PASSAGE FOR REVIEW:
════

Olivia Glazebrook

Spy class

issue 06 October 2012

Hunted (Thursday, BBC1) made a terrific start, but whether the first episode has set the standard for the next seven is another matter — a thriller, after all, has a duty to overwhelm, seduce and deceive with its opening gambit.

This series was not conceived by fluke: anyone with half an eye on Bond, Bourne, Spooks or The Girl with the Dragon Tattoo can see its pedigree, but that is no bad thing, and if its look reminds us of last year’s Scandinavian hits then so much the better. The territory is familiar — international espionage — but we never tire of spies, and these are not the double ‘O’ kind (who save the world every week) but private intelligence ‘operatives’ (who choose which side to play for).

‘Top operative’ Sam Hunter (Melissa George) is confronted, in the opening sequence, by a series of grim-faced men. Lovers? Colleagues? Targets? Who knows. She knocks most of them downstairs, kicks a few in the head and then gets shot. Why? It doesn’t matter — not yet. All we need to know for now is that Hunter’s future, like her past, will be chock-full of incident and that she’s taciturn, secretive and good at running up hills. What’s not to like?

Welcome to India (Wednesday, BBC2) is a revelation: a programme about India that has nothing to do with Britain. At last! This film does not contain the words ‘British’ or ‘Empire’ and does not feature a British presenter; it is an authentic, current guide to Indian street life, filmed by the participants with confidence and panache. We are searching for gold in the gutter-dirt of Kolkata; we are crouched in a drinking den on a beach in Mumbai; we are hawking knocked-off paperbacks to commuters in rush-hour traffic. We see resourcefulness, courage and humour that is remarkable, but this is everyday life — only we are the ones astonished. I was put in my place — and happily so — but I was also made to laugh: ‘She is my life partner,’ shrugged a man about his ‘shouty’ wife. ‘She is not my biggest headache.’

I’ve become rather wary of Channel 4 — rather in the way I might be wary of a friendly yet unpredictable drunk — because while sometimes it is the best company in the room, at other times it might be tiresome, dull or downright crazed. Helpfully, each of its presenters personifies a different mood and their programmes are labelled with their names — Heston’s Mission Impossible, Kirstie’s Homemade Home or Ramsay’s Kitchen Nightmares – so that we may brace ourselves for the coming event. This early-warning system, however, has recently failed: Kevin McCloud (the self-effacing soul who has fronted Grand Designs for 13 years) is building a hut in the woods (Kevin McCloud’s Man Made Home, Sunday, Channel 4) and the programme has revealed a different Kevin. His design for an off-grid, ecofriendly cabin may be modest and wholesome, but the ambitions of his television series are positively brazen. ‘The joy of this project,’ trumpets the new Kevin, ‘is that it’s me; it’s mine; I can do what I want.’ The poor man has been kettled at Grand Designs for too long. ‘I’m having the time of my life,’ he announces. ‘Being in a wood, mucking about and lighting fires — it sets my soul on fire.’ Four hours of television from this? Four hours? ‘This is a deliberately slow project,’ Kevin boasts — but it’s the programme, not the project, that seems to be taking for ever.

════

RECORDED DATA:
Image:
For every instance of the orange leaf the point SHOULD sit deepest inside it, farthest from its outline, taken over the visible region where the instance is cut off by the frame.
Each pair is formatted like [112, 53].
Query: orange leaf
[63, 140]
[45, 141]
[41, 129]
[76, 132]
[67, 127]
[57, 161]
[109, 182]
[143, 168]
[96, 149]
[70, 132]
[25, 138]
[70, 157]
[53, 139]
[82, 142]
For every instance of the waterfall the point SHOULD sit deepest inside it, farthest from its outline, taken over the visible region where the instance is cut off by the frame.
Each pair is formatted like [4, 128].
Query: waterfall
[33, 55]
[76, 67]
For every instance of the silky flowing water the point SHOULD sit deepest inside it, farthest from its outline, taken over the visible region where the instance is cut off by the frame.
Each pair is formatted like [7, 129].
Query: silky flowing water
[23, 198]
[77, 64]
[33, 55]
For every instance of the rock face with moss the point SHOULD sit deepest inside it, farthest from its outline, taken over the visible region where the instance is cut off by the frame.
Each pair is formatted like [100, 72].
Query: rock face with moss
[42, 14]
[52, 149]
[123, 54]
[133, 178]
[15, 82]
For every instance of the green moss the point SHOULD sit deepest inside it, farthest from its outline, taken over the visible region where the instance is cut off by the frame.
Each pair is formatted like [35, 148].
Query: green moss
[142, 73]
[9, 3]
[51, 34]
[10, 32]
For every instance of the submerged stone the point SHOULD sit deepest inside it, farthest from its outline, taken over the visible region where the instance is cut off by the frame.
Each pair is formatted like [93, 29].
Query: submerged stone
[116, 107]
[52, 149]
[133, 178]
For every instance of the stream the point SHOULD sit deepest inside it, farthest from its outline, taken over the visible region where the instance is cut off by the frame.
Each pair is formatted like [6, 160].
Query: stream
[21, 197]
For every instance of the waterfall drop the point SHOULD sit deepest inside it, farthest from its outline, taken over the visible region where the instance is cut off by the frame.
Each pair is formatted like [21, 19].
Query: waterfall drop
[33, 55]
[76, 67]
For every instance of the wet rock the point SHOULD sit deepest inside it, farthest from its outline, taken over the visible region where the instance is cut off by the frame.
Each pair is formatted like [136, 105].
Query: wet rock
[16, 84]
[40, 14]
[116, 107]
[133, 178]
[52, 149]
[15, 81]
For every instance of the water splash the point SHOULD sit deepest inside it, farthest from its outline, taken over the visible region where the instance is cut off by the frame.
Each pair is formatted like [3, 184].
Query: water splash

════

ACTIONS TO TAKE:
A – Say whether each statement agrees with the television review. Answer yes or no, and quote the words of the review that decide it.
(i) Hunted airs on BBC2.
(ii) Kevin McCloud has fronted Grand Designs for 13 years.
(iii) Welcome to India features a British presenter.
B – Answer these questions from the television review.
(i) Who plays Sam Hunter?
(ii) In which city does Welcome to India go searching for gold in the gutter-dirt?
(iii) How many hours of television does the review give Kevin McCloud's Man Made Home?
C – Copy out a passage of the television review word for word. Begin at the words "Hunted (Thursday, BBC1)" and stop after "its opening gambit.".

ANSWERS PER TASK:
A –
(i) No: "Hunted (Thursday, BBC1)"
(ii) Yes: "the self-effacing soul who has fronted Grand Designs for 13 years"
(iii) No: "does not feature a British presenter"

B –
(i) Melissa George
(ii) Kolkata
(iii) Four

C –
Hunted (Thursday, BBC1) made a terrific start, but whether the first episode has set the standard for the next seven is another matter — a thriller, after all, has a duty to overwhelm, seduce and deceive with its opening gambit.